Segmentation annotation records
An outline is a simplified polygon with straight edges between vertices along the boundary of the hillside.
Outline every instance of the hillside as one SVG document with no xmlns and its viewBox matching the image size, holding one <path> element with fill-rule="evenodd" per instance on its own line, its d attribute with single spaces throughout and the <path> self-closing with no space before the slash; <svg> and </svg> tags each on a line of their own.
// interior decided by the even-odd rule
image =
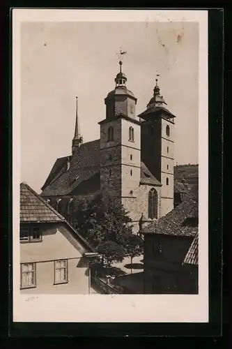
<svg viewBox="0 0 232 349">
<path fill-rule="evenodd" d="M 178 165 L 174 166 L 174 179 L 181 181 L 185 179 L 190 187 L 198 184 L 198 164 Z"/>
</svg>

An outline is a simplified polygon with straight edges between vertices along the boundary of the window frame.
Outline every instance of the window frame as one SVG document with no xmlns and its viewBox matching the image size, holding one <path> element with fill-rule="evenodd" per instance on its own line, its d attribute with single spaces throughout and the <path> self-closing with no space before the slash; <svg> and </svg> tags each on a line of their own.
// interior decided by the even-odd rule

TASK INSTRUCTIONS:
Reproduce every item above word for word, leaving out the pictures.

RESULT OF THE EXERCISE:
An outline is a simplified polygon with straight edges between vertices along the boundary of the hillside.
Outline every instance of the hillside as one SVG document with no xmlns and its viewBox matching the image size, holding one <path> element with fill-rule="evenodd" per instance on its own line, its d attribute with single spaces throughout and the <path> self-closing with no space before the slash; <svg> and </svg> tags each on a line of their own.
// interior decided by the even-odd rule
image =
<svg viewBox="0 0 232 349">
<path fill-rule="evenodd" d="M 178 165 L 174 166 L 174 179 L 181 181 L 185 179 L 190 187 L 198 184 L 198 164 Z"/>
</svg>

An outline is a simplified polygon with straight edges between vertices along the boundary of the window frame.
Outline every instance of the window frame as one SVG document with no xmlns and its viewBox matching the image size, holding one <path> element with fill-rule="evenodd" per instance on its own line, its d attribute with single spaces throughout and the <path> self-closing with no space before the slash; <svg> and </svg> tags each on a line of their own.
// interior decided by the even-odd rule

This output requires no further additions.